(Stored items from a collection)

+---+

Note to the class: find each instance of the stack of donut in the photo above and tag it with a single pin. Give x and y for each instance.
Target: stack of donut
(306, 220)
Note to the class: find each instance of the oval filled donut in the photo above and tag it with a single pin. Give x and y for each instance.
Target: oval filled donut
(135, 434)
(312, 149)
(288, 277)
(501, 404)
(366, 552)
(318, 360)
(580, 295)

+---+

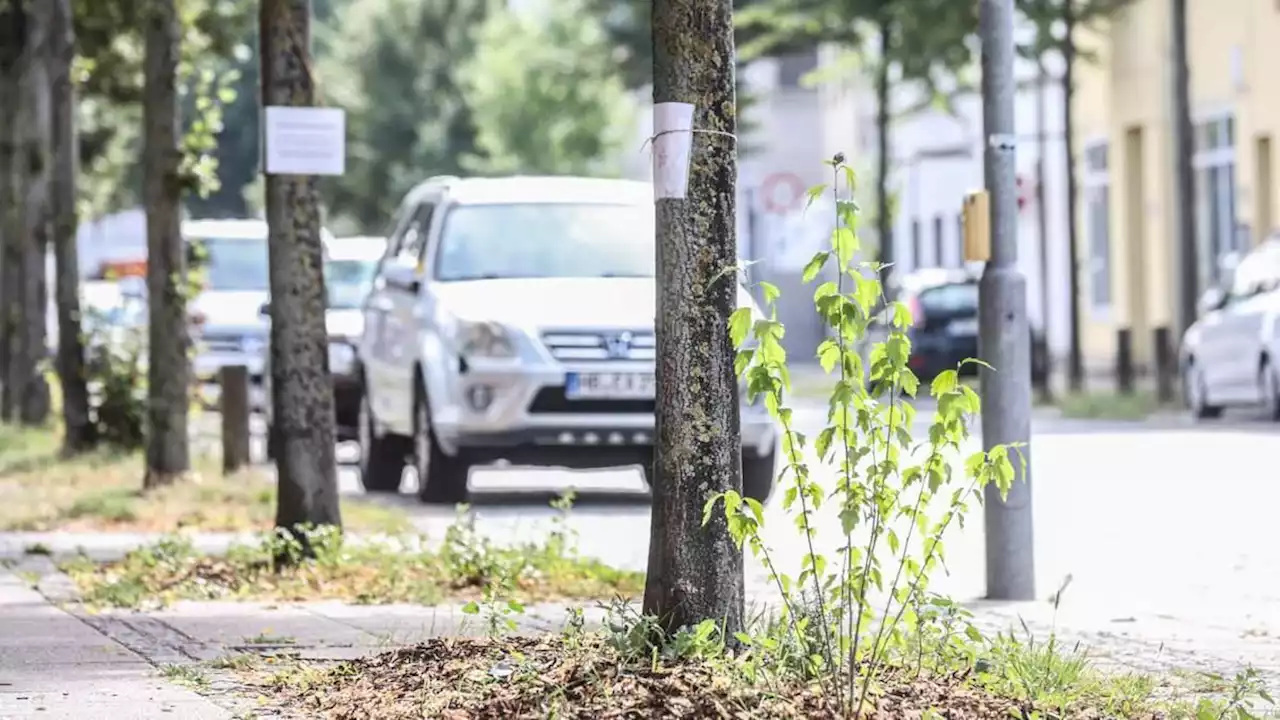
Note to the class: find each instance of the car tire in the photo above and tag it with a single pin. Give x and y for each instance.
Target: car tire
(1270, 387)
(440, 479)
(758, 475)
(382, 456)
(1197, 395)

+---+

* _Required work_
In the entries above, locate every line with the word "single" and copy it.

* _Reply to the exercise_
Note to the class: find each instance of the stack of donut in the photo above and tag it with a single pin. Give x and y for each instance.
Note to the class: find each instance of the oval filled donut in the photo above and tag it with a single pin. Give x and y for each instance.
Note to the class: find each instance of the car tire in the photo above and tag it with a single pin. Give x and y for each instance.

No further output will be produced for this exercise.